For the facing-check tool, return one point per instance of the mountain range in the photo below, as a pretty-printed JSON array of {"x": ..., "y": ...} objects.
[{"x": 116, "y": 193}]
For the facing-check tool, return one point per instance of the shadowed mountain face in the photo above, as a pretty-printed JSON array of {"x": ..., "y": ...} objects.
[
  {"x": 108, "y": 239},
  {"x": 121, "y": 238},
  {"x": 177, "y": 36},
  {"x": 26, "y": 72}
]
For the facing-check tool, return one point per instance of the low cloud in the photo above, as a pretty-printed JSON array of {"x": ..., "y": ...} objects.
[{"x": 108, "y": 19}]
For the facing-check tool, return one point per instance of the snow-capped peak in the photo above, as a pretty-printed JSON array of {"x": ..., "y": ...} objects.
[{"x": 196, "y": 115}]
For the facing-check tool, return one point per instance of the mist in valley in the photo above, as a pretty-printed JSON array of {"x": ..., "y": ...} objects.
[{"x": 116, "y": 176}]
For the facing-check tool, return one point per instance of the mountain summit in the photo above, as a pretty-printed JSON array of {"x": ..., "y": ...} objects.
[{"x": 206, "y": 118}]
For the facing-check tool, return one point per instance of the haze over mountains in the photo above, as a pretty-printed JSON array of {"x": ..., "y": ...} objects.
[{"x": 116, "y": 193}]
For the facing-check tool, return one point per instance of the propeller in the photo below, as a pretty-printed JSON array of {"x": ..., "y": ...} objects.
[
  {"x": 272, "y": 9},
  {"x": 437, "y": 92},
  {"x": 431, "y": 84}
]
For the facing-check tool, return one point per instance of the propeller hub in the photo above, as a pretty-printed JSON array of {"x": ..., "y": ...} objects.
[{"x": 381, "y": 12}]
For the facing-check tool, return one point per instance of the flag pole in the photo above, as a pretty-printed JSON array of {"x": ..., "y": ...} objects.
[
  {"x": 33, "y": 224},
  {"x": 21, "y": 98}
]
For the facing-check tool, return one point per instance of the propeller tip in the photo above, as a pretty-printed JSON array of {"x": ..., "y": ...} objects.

▶ [What is needed] All of the material should appear again, reproduced word for word.

▶ [Exercise solution]
For the facing-check tool, return one point per instance of the mountain range in the photo below, as a pretty-printed JSON array of {"x": ..., "y": ...} objects.
[{"x": 116, "y": 193}]
For the facing-check tool, return one point per instance of the shadowed mountain face in the photo above, as a pretty-printed JSON array of {"x": ..., "y": ...} objects.
[
  {"x": 108, "y": 239},
  {"x": 121, "y": 238},
  {"x": 177, "y": 36},
  {"x": 26, "y": 72}
]
For the facing-check tool, return one point per instance of the low cloud in the photo above, as a pretty-printed JSON array of {"x": ..., "y": ...} objects.
[{"x": 108, "y": 19}]
For the facing-check tool, return one point per instance of the snow-capped peak in the photo above, as a pretty-printed JSON array of {"x": ..., "y": ...} objects.
[{"x": 196, "y": 115}]
For the facing-check tool, return one point per instance of the mist in valley in the photo above, as a pretty-printed JSON array of {"x": ..., "y": ...} objects.
[{"x": 116, "y": 176}]
For the facing-check tool, return one point per instance of the mountain summit in the photo above, as a pretty-printed JSON array of {"x": ..., "y": ...} objects.
[{"x": 206, "y": 118}]
For the facing-check tool, return one point per instance of the haze over mountains in the photo above, as a pretty-printed JSON array of {"x": ..., "y": ...} objects.
[{"x": 116, "y": 193}]
For the facing-check tool, return one point per instance of the propeller in the photo below, as a pretty-printed JSON array of {"x": ..., "y": ...} objects.
[
  {"x": 272, "y": 9},
  {"x": 437, "y": 92},
  {"x": 431, "y": 84}
]
For the facing-check tool, return one point per instance of the propeller hub in the photo above, as a pretty-printed JSON array of {"x": ..., "y": ...} objects.
[{"x": 381, "y": 12}]
For the facing-check tool, return one point per instance of the flag pole in the photo above, as a pretty-printed JSON array of {"x": ..., "y": ...} objects.
[
  {"x": 33, "y": 224},
  {"x": 21, "y": 98}
]
For the facing-check tool, return one point per instance of the propeller tip in the photo above, as a pretty-printed JSON array of {"x": ..., "y": ...} objects.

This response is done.